**EXTRAIT DU DOCUMENT:**
Les héros entrevoient un monde onirique reflétant leurs cauchemars les plus sombres, où règnent Hastur et Carcosa, sous la domination redoutable du Roi en jaune. Comme un écho des écrits d’Edgar Allan Poe, cette œuvre a laissé son empreinte sur des figures notables telles que Marion Zimmer Bradley et H. P. Lovecraft, tout en marquant également la série à succès américaine True Detective, mentionnée précédemment. De manière similaire, Alan Wake 2 explore ces zones grises de la perception, faisant naître des doutes quant à la nature même de ce qui est perçu. Le protagoniste est confronté à des phénomènes qui ébranlent les fondements de la logique et de la raison, reflétant la fragilité de l’esprit humain face à l’inconnu.

Le jeu s’approprie avec brio cette ambiguïté, semant le doute dans l’esprit du joueur mais aussi de Saga elle-même, notamment autour de la réalité ou non de la vie de Saga, de sa famille et ses proches. Les limites entre ce qui est tangible et ce qui est issu de l’imagination deviennent floues, incitant à remettre en question la validité de la réalité présentée. Cette expérience immersive plonge le joueur dans une dimension où la folie et la lucidité se confondent, reproduisant ainsi la tension psychologique explorée dans Le Roi en jaune.

Schopenhauer, Nietzsche et l’Absurdité Existentielle

Les réflexions de Schopenhauer et de Nietzsche imprègnent la quête existentielle d’Alan Wake, plongé dans un océan d’absurdité et de tumulte. Schopenhauer, philosophe de la volonté et de la représentation, par du postulat que le monde est une illusion, une représentation subjective de l’esprit humain. Cette idée se matérialise dans le jeu à travers les multiples réalités altérées auxquelles le protagoniste est confronté. Les distorsions, les univers parallèles et les perceptions changeantes reflètent cette nature illusoire, semant le doute quant à la vérité de ce qui est perçu. On fait face à ce sentiment en manipulant notamment les scènes via la pièce de l’écrivain d’Alan Wake ou encore en manipulant la lumière et en faisant ainsi apparaître d’autres pans de cette fausse réalité.

**DONNÉES FOURNIES:**
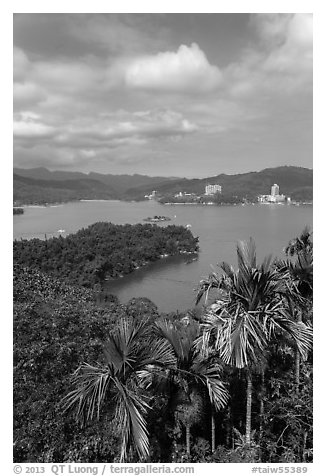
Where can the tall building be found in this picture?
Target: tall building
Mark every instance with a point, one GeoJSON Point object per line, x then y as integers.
{"type": "Point", "coordinates": [212, 189]}
{"type": "Point", "coordinates": [275, 190]}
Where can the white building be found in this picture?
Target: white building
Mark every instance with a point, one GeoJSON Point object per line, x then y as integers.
{"type": "Point", "coordinates": [212, 189]}
{"type": "Point", "coordinates": [275, 190]}
{"type": "Point", "coordinates": [274, 197]}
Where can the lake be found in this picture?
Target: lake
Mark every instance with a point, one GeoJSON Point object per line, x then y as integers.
{"type": "Point", "coordinates": [170, 283]}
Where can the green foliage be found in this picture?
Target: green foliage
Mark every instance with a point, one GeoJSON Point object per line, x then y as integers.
{"type": "Point", "coordinates": [143, 386]}
{"type": "Point", "coordinates": [103, 251]}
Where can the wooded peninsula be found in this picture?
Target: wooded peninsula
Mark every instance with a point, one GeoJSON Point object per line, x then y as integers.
{"type": "Point", "coordinates": [100, 381]}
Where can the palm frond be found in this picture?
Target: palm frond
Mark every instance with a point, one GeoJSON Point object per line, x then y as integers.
{"type": "Point", "coordinates": [131, 413]}
{"type": "Point", "coordinates": [91, 389]}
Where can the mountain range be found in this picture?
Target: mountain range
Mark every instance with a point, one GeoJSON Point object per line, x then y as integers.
{"type": "Point", "coordinates": [40, 185]}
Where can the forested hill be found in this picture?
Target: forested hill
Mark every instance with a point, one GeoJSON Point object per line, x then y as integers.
{"type": "Point", "coordinates": [294, 181]}
{"type": "Point", "coordinates": [103, 251]}
{"type": "Point", "coordinates": [40, 185]}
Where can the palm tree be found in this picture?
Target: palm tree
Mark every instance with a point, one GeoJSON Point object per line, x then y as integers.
{"type": "Point", "coordinates": [302, 243]}
{"type": "Point", "coordinates": [301, 280]}
{"type": "Point", "coordinates": [191, 376]}
{"type": "Point", "coordinates": [116, 386]}
{"type": "Point", "coordinates": [249, 310]}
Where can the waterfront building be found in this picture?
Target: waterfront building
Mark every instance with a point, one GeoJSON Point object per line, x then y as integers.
{"type": "Point", "coordinates": [212, 189]}
{"type": "Point", "coordinates": [274, 197]}
{"type": "Point", "coordinates": [275, 190]}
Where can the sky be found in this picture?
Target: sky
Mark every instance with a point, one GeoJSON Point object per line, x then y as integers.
{"type": "Point", "coordinates": [180, 94]}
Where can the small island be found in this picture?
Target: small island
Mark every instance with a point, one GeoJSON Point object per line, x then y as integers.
{"type": "Point", "coordinates": [157, 218]}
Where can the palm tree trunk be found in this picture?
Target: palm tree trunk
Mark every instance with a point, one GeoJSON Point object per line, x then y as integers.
{"type": "Point", "coordinates": [297, 360]}
{"type": "Point", "coordinates": [228, 427]}
{"type": "Point", "coordinates": [248, 412]}
{"type": "Point", "coordinates": [261, 410]}
{"type": "Point", "coordinates": [188, 439]}
{"type": "Point", "coordinates": [213, 431]}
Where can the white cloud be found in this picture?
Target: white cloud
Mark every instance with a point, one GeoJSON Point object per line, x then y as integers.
{"type": "Point", "coordinates": [30, 129]}
{"type": "Point", "coordinates": [187, 69]}
{"type": "Point", "coordinates": [27, 94]}
{"type": "Point", "coordinates": [20, 64]}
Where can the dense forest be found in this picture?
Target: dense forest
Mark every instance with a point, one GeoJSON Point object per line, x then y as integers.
{"type": "Point", "coordinates": [18, 211]}
{"type": "Point", "coordinates": [229, 381]}
{"type": "Point", "coordinates": [40, 186]}
{"type": "Point", "coordinates": [103, 251]}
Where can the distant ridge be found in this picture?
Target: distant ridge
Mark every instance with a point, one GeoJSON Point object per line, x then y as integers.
{"type": "Point", "coordinates": [39, 185]}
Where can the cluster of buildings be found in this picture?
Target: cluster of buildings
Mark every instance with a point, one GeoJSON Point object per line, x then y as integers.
{"type": "Point", "coordinates": [274, 197]}
{"type": "Point", "coordinates": [152, 195]}
{"type": "Point", "coordinates": [213, 189]}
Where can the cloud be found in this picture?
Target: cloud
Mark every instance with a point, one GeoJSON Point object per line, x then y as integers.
{"type": "Point", "coordinates": [31, 130]}
{"type": "Point", "coordinates": [86, 137]}
{"type": "Point", "coordinates": [187, 69]}
{"type": "Point", "coordinates": [282, 61]}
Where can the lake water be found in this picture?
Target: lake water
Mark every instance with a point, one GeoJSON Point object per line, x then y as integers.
{"type": "Point", "coordinates": [170, 283]}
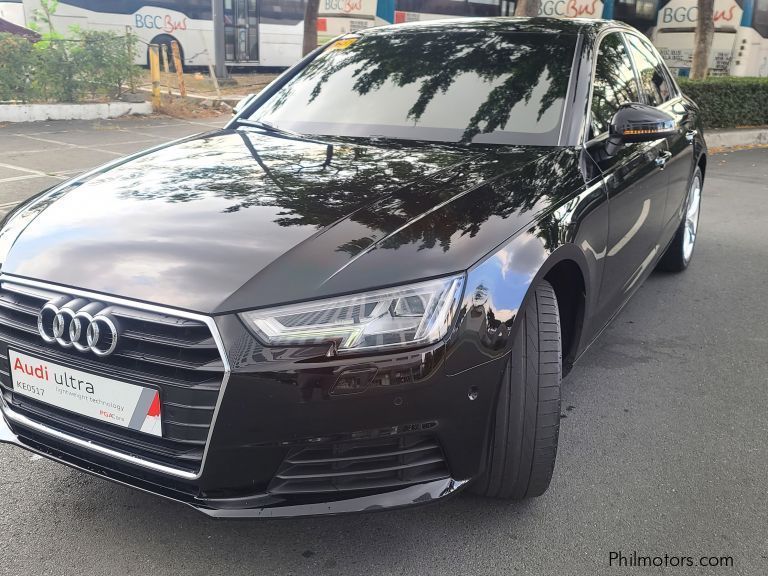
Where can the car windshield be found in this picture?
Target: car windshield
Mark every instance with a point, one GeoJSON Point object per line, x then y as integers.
{"type": "Point", "coordinates": [458, 85]}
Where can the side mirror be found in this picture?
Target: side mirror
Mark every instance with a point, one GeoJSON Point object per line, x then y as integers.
{"type": "Point", "coordinates": [638, 123]}
{"type": "Point", "coordinates": [242, 104]}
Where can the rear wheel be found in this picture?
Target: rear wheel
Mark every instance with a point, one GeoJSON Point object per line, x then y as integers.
{"type": "Point", "coordinates": [680, 251]}
{"type": "Point", "coordinates": [527, 424]}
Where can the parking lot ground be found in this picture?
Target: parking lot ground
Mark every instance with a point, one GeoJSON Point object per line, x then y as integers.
{"type": "Point", "coordinates": [663, 445]}
{"type": "Point", "coordinates": [34, 156]}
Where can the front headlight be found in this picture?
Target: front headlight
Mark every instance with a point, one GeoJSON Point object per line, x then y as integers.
{"type": "Point", "coordinates": [411, 315]}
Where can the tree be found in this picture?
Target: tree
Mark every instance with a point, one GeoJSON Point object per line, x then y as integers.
{"type": "Point", "coordinates": [310, 26]}
{"type": "Point", "coordinates": [702, 39]}
{"type": "Point", "coordinates": [527, 7]}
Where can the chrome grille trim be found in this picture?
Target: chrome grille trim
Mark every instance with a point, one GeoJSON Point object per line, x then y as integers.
{"type": "Point", "coordinates": [8, 279]}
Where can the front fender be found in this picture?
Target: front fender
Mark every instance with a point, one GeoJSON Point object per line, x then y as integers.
{"type": "Point", "coordinates": [576, 231]}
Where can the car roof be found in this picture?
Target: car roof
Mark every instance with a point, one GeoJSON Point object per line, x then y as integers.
{"type": "Point", "coordinates": [542, 25]}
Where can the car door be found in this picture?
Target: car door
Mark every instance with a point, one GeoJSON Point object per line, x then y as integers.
{"type": "Point", "coordinates": [634, 178]}
{"type": "Point", "coordinates": [662, 93]}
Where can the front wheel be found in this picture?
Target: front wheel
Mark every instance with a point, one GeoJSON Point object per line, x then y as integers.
{"type": "Point", "coordinates": [523, 446]}
{"type": "Point", "coordinates": [680, 251]}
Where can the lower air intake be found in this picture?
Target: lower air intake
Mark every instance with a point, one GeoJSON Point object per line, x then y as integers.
{"type": "Point", "coordinates": [361, 465]}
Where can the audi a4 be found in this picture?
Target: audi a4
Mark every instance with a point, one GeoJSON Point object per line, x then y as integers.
{"type": "Point", "coordinates": [365, 290]}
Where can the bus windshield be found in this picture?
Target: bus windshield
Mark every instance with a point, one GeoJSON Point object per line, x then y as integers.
{"type": "Point", "coordinates": [463, 86]}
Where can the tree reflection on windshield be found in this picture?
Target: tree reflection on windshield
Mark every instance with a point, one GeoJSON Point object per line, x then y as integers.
{"type": "Point", "coordinates": [457, 84]}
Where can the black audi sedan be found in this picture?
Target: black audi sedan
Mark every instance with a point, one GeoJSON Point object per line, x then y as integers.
{"type": "Point", "coordinates": [364, 291]}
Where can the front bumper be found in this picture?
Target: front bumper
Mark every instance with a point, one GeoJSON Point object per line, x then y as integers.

**CONSIGNE:**
Reproduis mot pour mot l'extrait sur Alan Wake 2 donné plus haut, du début à la fin.

**CORRIGÉ:**
Les héros entrevoient un monde onirique reflétant leurs cauchemars les plus sombres, où règnent Hastur et Carcosa, sous la domination redoutable du Roi en jaune. Comme un écho des écrits d’Edgar Allan Poe, cette œuvre a laissé son empreinte sur des figures notables telles que Marion Zimmer Bradley et H. P. Lovecraft, tout en marquant également la série à succès américaine True Detective, mentionnée précédemment. De manière similaire, Alan Wake 2 explore ces zones grises de la perception, faisant naître des doutes quant à la nature même de ce qui est perçu. Le protagoniste est confronté à des phénomènes qui ébranlent les fondements de la logique et de la raison, reflétant la fragilité de l’esprit humain face à l’inconnu.

Le jeu s’approprie avec brio cette ambiguïté, semant le doute dans l’esprit du joueur mais aussi de Saga elle-même, notamment autour de la réalité ou non de la vie de Saga, de sa famille et ses proches. Les limites entre ce qui est tangible et ce qui est issu de l’imagination deviennent floues, incitant à remettre en question la validité de la réalité présentée. Cette expérience immersive plonge le joueur dans une dimension où la folie et la lucidité se confondent, reproduisant ainsi la tension psychologique explorée dans Le Roi en jaune.

Schopenhauer, Nietzsche et l’Absurdité Existentielle

Les réflexions de Schopenhauer et de Nietzsche imprègnent la quête existentielle d’Alan Wake, plongé dans un océan d’absurdité et de tumulte. Schopenhauer, philosophe de la volonté et de la représentation, par du postulat que le monde est une illusion, une représentation subjective de l’esprit humain. Cette idée se matérialise dans le jeu à travers les multiples réalités altérées auxquelles le protagoniste est confronté. Les distorsions, les univers parallèles et les perceptions changeantes reflètent cette nature illusoire, semant le doute quant à la vérité de ce qui est perçu. On fait face à ce sentiment en manipulant notamment les scènes via la pièce de l’écrivain d’Alan Wake ou encore en manipulant la lumière et en faisant ainsi apparaître d’autres pans de cette fausse réalité.